+++ Dataset entries
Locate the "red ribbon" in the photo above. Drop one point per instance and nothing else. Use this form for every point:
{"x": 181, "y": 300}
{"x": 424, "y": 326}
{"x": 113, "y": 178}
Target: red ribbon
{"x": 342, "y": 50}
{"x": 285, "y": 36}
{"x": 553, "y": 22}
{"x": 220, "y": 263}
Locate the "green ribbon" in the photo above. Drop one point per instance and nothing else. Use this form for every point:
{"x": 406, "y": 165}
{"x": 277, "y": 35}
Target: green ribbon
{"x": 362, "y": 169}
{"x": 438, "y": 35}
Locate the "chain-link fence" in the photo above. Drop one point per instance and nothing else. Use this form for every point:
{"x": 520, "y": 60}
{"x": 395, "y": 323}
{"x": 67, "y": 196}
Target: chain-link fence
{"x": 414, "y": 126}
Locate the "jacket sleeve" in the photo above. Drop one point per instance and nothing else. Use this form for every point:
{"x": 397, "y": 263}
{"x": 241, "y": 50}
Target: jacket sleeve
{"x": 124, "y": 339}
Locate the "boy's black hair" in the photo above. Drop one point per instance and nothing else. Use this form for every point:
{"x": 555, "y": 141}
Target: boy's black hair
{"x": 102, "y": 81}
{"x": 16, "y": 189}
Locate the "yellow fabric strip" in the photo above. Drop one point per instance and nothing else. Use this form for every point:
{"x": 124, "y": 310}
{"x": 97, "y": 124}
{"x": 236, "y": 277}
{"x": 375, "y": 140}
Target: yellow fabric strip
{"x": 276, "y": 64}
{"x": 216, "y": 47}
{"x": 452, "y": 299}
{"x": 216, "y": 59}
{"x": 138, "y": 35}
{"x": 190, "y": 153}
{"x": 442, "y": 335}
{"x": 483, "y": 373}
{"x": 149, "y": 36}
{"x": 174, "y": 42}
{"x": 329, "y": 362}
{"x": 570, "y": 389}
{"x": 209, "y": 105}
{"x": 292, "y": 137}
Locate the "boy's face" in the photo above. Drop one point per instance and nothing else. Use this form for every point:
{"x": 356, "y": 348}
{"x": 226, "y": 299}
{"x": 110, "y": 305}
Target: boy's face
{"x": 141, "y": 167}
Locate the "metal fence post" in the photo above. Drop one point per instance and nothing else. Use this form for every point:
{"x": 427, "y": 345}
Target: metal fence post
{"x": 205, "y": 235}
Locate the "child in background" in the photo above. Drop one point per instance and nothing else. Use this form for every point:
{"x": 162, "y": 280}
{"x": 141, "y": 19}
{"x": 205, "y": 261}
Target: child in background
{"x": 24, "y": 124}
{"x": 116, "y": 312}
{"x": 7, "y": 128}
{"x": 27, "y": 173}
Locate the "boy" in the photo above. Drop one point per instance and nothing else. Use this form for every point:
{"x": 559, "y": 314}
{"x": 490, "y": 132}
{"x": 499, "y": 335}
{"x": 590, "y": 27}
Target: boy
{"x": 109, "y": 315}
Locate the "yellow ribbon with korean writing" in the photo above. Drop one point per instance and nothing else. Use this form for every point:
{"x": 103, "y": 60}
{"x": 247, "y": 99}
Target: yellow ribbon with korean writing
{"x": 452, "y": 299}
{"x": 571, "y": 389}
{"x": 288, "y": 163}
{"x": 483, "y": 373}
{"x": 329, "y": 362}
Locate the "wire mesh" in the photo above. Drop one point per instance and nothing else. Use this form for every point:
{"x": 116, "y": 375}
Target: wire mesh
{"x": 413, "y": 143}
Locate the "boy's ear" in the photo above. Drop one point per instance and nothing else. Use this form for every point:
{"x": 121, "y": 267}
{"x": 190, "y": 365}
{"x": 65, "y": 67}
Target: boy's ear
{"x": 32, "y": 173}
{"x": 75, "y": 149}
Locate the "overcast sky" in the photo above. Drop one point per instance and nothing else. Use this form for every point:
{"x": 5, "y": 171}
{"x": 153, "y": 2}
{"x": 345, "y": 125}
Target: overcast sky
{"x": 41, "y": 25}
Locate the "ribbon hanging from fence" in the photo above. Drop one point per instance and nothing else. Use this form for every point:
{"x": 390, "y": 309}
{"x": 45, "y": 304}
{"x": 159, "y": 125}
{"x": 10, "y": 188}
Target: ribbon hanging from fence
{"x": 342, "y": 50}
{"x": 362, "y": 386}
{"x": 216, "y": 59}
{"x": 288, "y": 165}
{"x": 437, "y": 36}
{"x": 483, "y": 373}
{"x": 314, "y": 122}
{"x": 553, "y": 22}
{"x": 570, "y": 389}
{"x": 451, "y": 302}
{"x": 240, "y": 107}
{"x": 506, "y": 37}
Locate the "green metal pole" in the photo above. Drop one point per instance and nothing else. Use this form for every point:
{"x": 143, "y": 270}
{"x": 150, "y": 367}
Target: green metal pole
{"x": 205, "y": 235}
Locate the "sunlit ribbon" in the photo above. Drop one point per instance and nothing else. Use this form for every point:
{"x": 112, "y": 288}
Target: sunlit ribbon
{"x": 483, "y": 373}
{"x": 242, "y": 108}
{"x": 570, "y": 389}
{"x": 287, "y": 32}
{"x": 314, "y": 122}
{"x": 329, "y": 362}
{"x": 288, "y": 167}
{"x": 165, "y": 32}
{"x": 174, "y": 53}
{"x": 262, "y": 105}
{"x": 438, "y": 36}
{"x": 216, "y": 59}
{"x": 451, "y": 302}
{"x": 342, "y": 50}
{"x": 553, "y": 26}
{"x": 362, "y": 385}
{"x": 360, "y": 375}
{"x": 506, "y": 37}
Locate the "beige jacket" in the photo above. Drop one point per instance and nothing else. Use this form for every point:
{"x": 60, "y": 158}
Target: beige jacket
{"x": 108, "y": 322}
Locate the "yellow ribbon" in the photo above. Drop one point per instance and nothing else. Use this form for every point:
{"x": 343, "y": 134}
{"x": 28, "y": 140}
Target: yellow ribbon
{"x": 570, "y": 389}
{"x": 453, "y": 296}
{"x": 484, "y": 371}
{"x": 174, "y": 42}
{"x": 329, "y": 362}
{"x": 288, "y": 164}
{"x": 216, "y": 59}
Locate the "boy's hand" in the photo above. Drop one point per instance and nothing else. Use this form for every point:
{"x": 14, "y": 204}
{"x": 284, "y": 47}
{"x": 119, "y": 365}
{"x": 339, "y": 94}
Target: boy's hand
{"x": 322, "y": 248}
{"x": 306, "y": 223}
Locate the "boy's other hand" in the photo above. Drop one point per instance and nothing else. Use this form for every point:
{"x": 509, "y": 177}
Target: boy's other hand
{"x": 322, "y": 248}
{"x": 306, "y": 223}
++++++
+++ Dataset entries
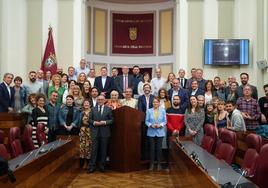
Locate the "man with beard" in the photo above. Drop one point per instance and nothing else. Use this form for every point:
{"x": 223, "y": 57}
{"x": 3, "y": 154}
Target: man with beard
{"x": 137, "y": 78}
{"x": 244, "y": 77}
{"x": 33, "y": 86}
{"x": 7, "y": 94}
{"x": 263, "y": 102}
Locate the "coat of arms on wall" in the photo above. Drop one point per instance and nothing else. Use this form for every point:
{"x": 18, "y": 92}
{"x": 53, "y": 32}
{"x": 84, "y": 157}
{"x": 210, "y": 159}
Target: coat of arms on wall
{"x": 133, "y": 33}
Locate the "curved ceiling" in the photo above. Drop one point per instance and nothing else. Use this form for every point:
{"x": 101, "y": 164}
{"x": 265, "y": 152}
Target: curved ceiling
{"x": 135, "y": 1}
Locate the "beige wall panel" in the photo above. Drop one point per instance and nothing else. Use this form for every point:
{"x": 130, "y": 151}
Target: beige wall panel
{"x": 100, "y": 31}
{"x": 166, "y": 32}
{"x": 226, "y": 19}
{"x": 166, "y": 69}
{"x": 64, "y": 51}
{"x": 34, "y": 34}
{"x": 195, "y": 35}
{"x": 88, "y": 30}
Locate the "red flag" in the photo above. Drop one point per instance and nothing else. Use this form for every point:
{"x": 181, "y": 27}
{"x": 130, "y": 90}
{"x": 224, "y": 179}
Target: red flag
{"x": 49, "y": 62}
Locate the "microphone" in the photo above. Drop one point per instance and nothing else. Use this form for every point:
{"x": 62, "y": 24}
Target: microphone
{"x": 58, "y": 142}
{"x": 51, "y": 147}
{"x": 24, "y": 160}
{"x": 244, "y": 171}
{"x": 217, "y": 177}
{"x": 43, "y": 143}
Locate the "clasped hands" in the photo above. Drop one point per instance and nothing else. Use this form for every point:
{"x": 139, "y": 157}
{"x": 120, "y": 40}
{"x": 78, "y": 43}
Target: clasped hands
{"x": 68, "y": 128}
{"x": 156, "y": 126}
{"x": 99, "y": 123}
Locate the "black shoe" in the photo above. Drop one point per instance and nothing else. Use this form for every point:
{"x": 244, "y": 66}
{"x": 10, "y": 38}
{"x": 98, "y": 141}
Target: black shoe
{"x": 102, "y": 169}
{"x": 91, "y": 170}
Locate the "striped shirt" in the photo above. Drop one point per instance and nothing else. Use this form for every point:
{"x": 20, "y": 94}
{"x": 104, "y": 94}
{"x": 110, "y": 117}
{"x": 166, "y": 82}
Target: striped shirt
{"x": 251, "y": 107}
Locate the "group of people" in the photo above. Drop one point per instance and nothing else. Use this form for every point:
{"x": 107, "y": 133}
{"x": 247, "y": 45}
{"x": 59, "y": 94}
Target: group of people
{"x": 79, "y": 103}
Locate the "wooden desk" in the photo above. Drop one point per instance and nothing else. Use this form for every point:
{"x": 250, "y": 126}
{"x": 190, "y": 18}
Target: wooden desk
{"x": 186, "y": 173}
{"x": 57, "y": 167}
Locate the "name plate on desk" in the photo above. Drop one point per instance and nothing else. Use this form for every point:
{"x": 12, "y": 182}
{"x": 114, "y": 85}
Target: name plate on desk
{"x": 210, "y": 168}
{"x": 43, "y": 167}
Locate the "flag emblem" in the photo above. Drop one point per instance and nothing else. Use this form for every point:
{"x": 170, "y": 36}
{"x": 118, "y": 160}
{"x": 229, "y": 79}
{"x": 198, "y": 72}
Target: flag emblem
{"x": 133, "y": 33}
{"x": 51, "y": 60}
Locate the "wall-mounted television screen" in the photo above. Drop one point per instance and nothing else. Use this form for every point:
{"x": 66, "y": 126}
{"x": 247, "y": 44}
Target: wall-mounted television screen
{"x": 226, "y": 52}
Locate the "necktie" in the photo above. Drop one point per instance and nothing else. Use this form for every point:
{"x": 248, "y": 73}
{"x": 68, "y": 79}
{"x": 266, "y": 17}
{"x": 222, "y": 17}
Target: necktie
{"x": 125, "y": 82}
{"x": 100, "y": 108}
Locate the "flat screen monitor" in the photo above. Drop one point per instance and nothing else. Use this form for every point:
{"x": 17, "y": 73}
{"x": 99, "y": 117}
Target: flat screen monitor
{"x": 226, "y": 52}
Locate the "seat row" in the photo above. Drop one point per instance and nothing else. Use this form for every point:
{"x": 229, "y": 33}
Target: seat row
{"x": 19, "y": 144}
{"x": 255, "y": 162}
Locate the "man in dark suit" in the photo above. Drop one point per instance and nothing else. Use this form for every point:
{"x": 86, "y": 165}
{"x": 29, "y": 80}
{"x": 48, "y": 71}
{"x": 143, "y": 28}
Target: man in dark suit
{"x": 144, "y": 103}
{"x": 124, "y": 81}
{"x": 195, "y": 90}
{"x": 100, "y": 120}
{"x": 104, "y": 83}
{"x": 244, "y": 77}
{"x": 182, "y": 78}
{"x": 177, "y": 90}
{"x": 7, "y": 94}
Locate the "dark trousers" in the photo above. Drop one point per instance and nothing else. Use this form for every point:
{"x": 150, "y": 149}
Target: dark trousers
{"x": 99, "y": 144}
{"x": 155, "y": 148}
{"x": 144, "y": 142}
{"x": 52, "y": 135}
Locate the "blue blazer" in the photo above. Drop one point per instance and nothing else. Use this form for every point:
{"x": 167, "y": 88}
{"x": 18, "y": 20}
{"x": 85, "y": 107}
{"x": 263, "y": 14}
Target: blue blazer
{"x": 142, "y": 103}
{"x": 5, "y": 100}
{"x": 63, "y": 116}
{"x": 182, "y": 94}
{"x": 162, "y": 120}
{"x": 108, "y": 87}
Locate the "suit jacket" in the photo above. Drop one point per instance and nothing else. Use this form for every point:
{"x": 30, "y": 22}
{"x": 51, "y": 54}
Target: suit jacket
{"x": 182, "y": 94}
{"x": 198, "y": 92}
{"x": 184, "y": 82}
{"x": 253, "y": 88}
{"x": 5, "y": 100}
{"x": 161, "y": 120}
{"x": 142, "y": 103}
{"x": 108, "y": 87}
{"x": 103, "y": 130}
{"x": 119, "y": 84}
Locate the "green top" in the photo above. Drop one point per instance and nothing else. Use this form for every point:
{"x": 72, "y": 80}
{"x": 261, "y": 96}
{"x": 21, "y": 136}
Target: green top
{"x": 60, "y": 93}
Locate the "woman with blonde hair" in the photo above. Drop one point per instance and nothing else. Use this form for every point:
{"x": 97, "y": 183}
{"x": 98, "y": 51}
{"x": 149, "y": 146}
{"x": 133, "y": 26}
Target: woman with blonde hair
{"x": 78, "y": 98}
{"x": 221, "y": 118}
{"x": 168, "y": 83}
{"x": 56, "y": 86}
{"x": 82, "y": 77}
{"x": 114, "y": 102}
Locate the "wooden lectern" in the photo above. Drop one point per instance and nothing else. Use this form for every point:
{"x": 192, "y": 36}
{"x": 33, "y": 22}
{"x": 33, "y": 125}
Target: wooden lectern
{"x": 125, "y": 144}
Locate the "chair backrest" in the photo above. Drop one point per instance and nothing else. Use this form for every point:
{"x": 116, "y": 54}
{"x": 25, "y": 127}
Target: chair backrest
++++++
+++ Dataset entries
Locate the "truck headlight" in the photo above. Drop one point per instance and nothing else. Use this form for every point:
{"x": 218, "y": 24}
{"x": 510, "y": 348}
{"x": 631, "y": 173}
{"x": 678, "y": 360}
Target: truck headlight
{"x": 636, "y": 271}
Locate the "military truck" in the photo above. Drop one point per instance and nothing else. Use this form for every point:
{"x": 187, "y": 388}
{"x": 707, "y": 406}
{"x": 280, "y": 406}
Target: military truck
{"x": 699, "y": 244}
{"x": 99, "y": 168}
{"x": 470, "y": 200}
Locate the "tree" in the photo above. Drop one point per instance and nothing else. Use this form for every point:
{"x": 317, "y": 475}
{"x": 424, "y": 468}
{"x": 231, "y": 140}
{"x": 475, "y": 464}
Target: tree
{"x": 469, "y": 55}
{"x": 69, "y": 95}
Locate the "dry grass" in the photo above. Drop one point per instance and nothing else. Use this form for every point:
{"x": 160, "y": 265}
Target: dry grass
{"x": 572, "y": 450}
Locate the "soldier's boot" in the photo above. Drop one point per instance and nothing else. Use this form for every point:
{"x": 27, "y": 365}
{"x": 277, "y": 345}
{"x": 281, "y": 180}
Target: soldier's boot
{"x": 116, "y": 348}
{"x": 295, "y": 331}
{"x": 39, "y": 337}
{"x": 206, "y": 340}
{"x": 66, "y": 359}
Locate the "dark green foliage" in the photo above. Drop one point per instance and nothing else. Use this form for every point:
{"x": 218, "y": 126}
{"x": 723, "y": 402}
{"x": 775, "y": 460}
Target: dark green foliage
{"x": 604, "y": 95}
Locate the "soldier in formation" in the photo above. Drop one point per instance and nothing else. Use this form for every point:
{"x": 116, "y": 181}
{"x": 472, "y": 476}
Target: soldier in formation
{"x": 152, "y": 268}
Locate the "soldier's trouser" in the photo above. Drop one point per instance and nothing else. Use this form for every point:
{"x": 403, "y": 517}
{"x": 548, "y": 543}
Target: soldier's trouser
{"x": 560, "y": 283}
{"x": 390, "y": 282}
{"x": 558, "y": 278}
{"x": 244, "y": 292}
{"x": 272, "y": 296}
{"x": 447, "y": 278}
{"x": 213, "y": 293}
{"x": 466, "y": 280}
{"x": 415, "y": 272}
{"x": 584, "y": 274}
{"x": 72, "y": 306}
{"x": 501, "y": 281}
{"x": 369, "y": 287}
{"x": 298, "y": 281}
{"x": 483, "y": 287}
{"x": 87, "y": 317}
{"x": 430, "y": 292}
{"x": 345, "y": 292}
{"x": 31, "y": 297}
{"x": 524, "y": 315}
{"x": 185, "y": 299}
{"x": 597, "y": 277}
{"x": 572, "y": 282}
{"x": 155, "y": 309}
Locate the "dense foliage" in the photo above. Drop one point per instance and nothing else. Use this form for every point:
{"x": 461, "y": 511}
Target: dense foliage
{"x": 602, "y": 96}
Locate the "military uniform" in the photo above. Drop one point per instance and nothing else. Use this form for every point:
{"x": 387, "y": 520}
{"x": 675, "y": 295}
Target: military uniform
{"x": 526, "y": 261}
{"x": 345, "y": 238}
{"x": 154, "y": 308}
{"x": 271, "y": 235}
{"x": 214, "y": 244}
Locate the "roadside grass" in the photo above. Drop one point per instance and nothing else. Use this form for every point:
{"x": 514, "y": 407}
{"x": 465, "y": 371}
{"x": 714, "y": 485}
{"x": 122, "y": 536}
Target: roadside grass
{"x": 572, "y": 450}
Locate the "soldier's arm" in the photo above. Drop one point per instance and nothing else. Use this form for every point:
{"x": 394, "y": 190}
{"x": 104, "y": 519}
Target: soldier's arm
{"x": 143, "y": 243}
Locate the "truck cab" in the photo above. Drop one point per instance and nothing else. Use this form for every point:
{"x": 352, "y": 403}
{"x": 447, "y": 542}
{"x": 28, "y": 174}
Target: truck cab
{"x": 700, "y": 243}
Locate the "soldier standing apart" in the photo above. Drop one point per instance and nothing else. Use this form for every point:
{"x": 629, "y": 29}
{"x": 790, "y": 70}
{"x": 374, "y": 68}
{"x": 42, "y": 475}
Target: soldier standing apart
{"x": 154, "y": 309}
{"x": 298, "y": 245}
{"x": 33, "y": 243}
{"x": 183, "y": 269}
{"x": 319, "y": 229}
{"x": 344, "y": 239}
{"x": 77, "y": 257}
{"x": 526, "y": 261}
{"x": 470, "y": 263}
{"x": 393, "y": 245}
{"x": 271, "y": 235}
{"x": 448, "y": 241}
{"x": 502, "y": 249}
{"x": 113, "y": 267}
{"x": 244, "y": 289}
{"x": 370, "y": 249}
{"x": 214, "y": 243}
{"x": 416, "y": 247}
++++++
**What to work on**
Report the lines above that have the word "chair" in them.

**Result of the exercise**
Locate the "chair backrest" in the photo above. Drop one point per instance and nothing else. Use this form for every point:
Target: chair backrest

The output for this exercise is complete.